*** Supplied data ***

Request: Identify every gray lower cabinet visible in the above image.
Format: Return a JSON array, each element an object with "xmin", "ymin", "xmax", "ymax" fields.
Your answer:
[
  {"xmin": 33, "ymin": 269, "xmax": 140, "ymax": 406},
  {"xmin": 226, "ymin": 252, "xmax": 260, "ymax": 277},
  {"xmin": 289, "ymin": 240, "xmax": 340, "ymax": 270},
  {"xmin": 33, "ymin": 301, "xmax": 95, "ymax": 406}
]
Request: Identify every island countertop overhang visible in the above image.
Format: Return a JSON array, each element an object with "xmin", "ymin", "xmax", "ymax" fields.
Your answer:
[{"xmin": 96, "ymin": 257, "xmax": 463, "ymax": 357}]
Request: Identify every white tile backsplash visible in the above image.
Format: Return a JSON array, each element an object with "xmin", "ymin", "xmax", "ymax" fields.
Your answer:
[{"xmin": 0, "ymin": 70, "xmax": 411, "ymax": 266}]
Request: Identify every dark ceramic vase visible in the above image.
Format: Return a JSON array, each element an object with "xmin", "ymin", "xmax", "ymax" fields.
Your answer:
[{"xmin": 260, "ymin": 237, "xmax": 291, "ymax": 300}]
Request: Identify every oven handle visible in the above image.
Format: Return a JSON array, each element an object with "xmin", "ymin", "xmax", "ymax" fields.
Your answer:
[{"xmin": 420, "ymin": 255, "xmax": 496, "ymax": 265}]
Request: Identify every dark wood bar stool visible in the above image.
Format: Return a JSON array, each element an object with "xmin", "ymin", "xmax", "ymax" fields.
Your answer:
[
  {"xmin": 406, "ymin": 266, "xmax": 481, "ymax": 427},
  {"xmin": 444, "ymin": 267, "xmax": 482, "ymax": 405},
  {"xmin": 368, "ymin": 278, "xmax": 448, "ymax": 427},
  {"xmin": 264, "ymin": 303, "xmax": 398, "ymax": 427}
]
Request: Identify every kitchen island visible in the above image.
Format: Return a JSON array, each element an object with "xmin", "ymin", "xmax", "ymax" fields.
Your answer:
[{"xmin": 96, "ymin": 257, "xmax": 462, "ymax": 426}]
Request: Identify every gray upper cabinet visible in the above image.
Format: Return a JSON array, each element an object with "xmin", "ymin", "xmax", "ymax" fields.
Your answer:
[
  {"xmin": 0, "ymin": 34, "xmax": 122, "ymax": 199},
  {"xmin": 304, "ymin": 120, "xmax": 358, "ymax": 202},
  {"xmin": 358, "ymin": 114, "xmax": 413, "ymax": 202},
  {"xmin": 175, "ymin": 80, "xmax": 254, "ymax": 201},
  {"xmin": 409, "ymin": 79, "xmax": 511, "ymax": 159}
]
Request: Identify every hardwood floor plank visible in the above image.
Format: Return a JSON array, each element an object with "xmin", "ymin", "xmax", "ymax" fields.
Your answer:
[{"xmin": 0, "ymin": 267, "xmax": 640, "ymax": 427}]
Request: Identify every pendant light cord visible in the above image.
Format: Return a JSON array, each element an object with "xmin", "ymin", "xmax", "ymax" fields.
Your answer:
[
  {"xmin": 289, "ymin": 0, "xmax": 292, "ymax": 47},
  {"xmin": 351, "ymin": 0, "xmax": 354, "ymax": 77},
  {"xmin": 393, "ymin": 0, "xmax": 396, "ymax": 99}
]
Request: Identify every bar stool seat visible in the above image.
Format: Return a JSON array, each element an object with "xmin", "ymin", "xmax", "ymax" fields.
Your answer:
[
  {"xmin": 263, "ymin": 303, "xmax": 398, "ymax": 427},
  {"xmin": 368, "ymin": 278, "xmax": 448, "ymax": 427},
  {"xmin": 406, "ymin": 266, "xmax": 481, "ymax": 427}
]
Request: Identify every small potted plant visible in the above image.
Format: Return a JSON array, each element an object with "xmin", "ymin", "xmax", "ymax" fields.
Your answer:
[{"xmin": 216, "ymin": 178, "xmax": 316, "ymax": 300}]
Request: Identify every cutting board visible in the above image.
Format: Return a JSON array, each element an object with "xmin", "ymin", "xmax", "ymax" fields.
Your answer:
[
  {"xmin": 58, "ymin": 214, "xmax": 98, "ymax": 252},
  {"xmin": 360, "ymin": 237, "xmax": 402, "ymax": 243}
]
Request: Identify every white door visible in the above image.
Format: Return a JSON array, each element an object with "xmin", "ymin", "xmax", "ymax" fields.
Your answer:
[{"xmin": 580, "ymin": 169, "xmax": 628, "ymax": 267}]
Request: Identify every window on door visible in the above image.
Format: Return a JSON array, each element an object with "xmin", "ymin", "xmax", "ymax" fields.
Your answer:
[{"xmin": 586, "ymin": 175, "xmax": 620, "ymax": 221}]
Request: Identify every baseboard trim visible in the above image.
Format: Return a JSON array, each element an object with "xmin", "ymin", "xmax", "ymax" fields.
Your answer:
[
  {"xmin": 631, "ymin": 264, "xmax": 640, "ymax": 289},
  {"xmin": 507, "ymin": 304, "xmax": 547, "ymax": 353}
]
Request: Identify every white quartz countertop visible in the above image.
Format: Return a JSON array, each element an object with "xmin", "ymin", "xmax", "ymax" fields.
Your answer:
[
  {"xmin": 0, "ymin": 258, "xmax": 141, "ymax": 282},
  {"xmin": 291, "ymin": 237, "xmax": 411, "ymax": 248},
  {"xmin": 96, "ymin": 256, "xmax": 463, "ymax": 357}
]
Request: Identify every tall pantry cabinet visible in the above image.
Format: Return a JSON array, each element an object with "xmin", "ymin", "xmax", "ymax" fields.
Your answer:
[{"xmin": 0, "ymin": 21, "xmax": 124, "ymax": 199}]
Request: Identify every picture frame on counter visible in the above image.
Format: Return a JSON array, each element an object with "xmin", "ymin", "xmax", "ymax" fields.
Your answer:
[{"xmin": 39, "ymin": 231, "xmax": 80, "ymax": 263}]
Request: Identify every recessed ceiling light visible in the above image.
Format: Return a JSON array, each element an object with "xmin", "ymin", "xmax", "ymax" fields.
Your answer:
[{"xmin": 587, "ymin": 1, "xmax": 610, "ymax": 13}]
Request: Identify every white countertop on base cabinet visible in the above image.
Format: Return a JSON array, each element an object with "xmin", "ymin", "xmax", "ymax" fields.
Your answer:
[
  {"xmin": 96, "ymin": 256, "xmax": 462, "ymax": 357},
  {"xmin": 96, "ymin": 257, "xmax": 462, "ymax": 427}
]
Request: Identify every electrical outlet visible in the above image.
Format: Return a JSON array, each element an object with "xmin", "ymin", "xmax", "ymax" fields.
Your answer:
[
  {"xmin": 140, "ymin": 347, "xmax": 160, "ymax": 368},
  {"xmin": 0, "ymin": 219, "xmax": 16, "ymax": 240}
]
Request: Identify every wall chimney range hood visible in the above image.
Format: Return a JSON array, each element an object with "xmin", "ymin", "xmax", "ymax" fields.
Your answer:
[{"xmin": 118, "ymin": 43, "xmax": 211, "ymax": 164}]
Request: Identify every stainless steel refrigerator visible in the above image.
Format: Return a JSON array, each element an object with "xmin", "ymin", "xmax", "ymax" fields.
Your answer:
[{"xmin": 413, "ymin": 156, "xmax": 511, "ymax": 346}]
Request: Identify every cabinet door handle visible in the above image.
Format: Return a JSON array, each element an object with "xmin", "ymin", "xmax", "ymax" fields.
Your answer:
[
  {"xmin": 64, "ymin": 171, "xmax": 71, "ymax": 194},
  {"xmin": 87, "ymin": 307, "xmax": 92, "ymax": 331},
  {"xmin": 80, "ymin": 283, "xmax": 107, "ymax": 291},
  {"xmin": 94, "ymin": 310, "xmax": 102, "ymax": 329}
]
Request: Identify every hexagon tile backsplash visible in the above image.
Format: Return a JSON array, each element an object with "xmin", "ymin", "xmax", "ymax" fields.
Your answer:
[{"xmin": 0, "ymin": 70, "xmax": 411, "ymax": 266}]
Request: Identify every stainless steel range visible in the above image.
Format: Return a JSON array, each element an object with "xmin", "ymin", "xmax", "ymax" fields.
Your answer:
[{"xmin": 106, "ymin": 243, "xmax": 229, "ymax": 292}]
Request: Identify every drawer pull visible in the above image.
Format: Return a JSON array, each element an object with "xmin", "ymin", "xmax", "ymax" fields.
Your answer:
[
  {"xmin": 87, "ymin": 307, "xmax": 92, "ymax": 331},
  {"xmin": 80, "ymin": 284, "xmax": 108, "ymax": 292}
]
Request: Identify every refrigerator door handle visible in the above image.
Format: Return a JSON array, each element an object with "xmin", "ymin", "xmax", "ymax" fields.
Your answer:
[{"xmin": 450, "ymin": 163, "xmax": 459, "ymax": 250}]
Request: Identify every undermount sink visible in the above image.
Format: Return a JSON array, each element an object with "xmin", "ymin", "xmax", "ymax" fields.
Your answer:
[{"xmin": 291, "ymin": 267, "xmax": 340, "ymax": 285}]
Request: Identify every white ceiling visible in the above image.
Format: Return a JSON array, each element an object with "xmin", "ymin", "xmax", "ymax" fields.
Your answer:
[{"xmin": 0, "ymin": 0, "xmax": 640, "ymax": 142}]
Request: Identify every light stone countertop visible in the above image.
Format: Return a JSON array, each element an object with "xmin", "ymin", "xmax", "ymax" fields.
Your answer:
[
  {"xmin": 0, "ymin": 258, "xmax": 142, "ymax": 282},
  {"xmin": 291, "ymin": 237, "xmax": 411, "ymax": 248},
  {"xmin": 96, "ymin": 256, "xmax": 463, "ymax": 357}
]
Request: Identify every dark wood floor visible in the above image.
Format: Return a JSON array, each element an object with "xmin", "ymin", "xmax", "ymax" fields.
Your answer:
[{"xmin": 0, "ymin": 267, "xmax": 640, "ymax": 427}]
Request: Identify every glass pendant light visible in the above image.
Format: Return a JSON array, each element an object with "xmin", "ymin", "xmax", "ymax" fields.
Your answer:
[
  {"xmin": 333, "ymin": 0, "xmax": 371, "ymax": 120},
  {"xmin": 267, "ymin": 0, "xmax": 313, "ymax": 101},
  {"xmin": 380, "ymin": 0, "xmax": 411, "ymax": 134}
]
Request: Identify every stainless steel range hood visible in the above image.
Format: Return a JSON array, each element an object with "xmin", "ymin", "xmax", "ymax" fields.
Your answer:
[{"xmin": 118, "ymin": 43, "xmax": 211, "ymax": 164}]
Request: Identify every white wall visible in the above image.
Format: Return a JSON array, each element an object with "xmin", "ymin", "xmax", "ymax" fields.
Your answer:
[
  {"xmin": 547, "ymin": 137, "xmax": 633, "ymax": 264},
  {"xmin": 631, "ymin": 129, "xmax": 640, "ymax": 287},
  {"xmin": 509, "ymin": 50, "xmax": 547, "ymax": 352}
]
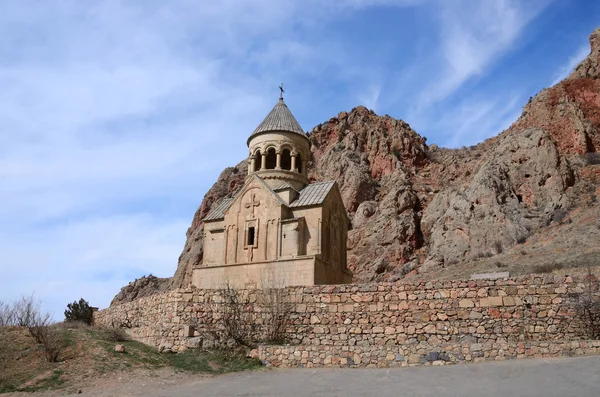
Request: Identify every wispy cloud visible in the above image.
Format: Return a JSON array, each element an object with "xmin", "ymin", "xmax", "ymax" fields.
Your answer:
[
  {"xmin": 0, "ymin": 0, "xmax": 584, "ymax": 314},
  {"xmin": 418, "ymin": 0, "xmax": 549, "ymax": 108},
  {"xmin": 551, "ymin": 43, "xmax": 590, "ymax": 85}
]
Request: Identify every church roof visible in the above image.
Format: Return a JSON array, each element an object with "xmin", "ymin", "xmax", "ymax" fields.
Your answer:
[
  {"xmin": 273, "ymin": 182, "xmax": 298, "ymax": 192},
  {"xmin": 204, "ymin": 197, "xmax": 233, "ymax": 221},
  {"xmin": 203, "ymin": 176, "xmax": 335, "ymax": 221},
  {"xmin": 290, "ymin": 181, "xmax": 335, "ymax": 207},
  {"xmin": 248, "ymin": 98, "xmax": 306, "ymax": 140}
]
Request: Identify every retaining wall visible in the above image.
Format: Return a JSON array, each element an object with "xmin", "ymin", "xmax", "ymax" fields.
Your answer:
[{"xmin": 95, "ymin": 275, "xmax": 600, "ymax": 367}]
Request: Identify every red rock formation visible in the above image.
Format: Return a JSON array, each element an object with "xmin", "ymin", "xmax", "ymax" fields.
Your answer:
[{"xmin": 111, "ymin": 29, "xmax": 600, "ymax": 302}]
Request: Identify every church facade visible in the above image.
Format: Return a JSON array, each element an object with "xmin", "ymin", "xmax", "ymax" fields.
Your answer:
[{"xmin": 192, "ymin": 97, "xmax": 352, "ymax": 288}]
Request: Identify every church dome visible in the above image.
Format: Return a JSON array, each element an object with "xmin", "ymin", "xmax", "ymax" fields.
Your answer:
[
  {"xmin": 248, "ymin": 98, "xmax": 305, "ymax": 142},
  {"xmin": 247, "ymin": 93, "xmax": 310, "ymax": 189}
]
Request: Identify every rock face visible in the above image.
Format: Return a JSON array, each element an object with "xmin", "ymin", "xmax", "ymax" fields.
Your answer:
[
  {"xmin": 309, "ymin": 106, "xmax": 427, "ymax": 280},
  {"xmin": 169, "ymin": 161, "xmax": 248, "ymax": 289},
  {"xmin": 422, "ymin": 129, "xmax": 574, "ymax": 266},
  {"xmin": 111, "ymin": 29, "xmax": 600, "ymax": 302}
]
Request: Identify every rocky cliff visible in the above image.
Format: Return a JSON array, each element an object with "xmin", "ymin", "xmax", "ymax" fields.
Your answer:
[{"xmin": 111, "ymin": 29, "xmax": 600, "ymax": 304}]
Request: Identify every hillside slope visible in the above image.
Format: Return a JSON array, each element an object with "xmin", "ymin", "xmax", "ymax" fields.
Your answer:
[{"xmin": 110, "ymin": 29, "xmax": 600, "ymax": 302}]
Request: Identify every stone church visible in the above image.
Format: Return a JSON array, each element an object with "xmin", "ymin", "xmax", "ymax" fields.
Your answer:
[{"xmin": 192, "ymin": 90, "xmax": 352, "ymax": 288}]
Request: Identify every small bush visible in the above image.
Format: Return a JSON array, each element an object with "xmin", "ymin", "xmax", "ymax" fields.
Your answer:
[
  {"xmin": 585, "ymin": 153, "xmax": 600, "ymax": 165},
  {"xmin": 102, "ymin": 328, "xmax": 130, "ymax": 342},
  {"xmin": 65, "ymin": 298, "xmax": 94, "ymax": 325},
  {"xmin": 0, "ymin": 302, "xmax": 14, "ymax": 327},
  {"xmin": 11, "ymin": 294, "xmax": 40, "ymax": 327},
  {"xmin": 533, "ymin": 263, "xmax": 564, "ymax": 273},
  {"xmin": 494, "ymin": 241, "xmax": 504, "ymax": 254},
  {"xmin": 571, "ymin": 268, "xmax": 600, "ymax": 339},
  {"xmin": 552, "ymin": 208, "xmax": 567, "ymax": 223}
]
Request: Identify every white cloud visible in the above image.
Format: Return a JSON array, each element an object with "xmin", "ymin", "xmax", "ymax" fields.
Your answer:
[
  {"xmin": 551, "ymin": 43, "xmax": 590, "ymax": 85},
  {"xmin": 417, "ymin": 0, "xmax": 549, "ymax": 108},
  {"xmin": 0, "ymin": 0, "xmax": 564, "ymax": 317}
]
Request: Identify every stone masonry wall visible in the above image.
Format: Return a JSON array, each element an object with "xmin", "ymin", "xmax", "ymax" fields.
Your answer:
[{"xmin": 95, "ymin": 275, "xmax": 600, "ymax": 367}]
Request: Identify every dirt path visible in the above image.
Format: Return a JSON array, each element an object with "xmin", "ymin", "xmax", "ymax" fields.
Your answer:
[
  {"xmin": 2, "ymin": 368, "xmax": 213, "ymax": 397},
  {"xmin": 8, "ymin": 356, "xmax": 600, "ymax": 397}
]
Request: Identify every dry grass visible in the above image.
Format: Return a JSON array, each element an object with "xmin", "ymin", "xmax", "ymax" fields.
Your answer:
[{"xmin": 0, "ymin": 324, "xmax": 260, "ymax": 393}]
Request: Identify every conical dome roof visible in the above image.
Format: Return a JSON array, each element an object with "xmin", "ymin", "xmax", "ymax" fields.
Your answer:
[{"xmin": 248, "ymin": 98, "xmax": 305, "ymax": 141}]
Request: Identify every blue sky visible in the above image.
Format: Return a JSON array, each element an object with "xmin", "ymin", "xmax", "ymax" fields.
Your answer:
[{"xmin": 0, "ymin": 0, "xmax": 600, "ymax": 319}]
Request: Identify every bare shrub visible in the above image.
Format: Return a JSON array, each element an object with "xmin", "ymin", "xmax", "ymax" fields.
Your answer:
[
  {"xmin": 11, "ymin": 294, "xmax": 65, "ymax": 362},
  {"xmin": 533, "ymin": 262, "xmax": 565, "ymax": 273},
  {"xmin": 102, "ymin": 328, "xmax": 130, "ymax": 342},
  {"xmin": 208, "ymin": 283, "xmax": 257, "ymax": 346},
  {"xmin": 494, "ymin": 241, "xmax": 504, "ymax": 254},
  {"xmin": 257, "ymin": 273, "xmax": 293, "ymax": 343},
  {"xmin": 584, "ymin": 153, "xmax": 600, "ymax": 165},
  {"xmin": 0, "ymin": 302, "xmax": 14, "ymax": 327},
  {"xmin": 571, "ymin": 268, "xmax": 600, "ymax": 339},
  {"xmin": 27, "ymin": 317, "xmax": 65, "ymax": 363},
  {"xmin": 12, "ymin": 294, "xmax": 40, "ymax": 328}
]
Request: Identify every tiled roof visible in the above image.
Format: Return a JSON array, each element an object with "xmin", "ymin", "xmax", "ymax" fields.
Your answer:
[
  {"xmin": 290, "ymin": 181, "xmax": 335, "ymax": 207},
  {"xmin": 273, "ymin": 182, "xmax": 297, "ymax": 192},
  {"xmin": 204, "ymin": 177, "xmax": 335, "ymax": 221},
  {"xmin": 248, "ymin": 98, "xmax": 304, "ymax": 139},
  {"xmin": 204, "ymin": 198, "xmax": 233, "ymax": 221}
]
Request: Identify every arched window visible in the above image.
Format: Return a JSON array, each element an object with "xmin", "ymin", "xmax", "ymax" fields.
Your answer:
[
  {"xmin": 267, "ymin": 148, "xmax": 277, "ymax": 170},
  {"xmin": 296, "ymin": 153, "xmax": 304, "ymax": 173},
  {"xmin": 252, "ymin": 150, "xmax": 262, "ymax": 172},
  {"xmin": 281, "ymin": 149, "xmax": 292, "ymax": 171}
]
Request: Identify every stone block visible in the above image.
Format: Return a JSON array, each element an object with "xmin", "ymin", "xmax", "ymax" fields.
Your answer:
[
  {"xmin": 471, "ymin": 272, "xmax": 510, "ymax": 280},
  {"xmin": 479, "ymin": 296, "xmax": 503, "ymax": 307},
  {"xmin": 458, "ymin": 299, "xmax": 475, "ymax": 308}
]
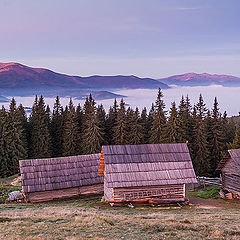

***

**The problem**
Extract every line of the records that contains the string "floor", treating case as significant.

**The completed task**
Request: Identify every hardwood floor plank visible in the above image.
Request: Identify every dark wood floor visible in the above image.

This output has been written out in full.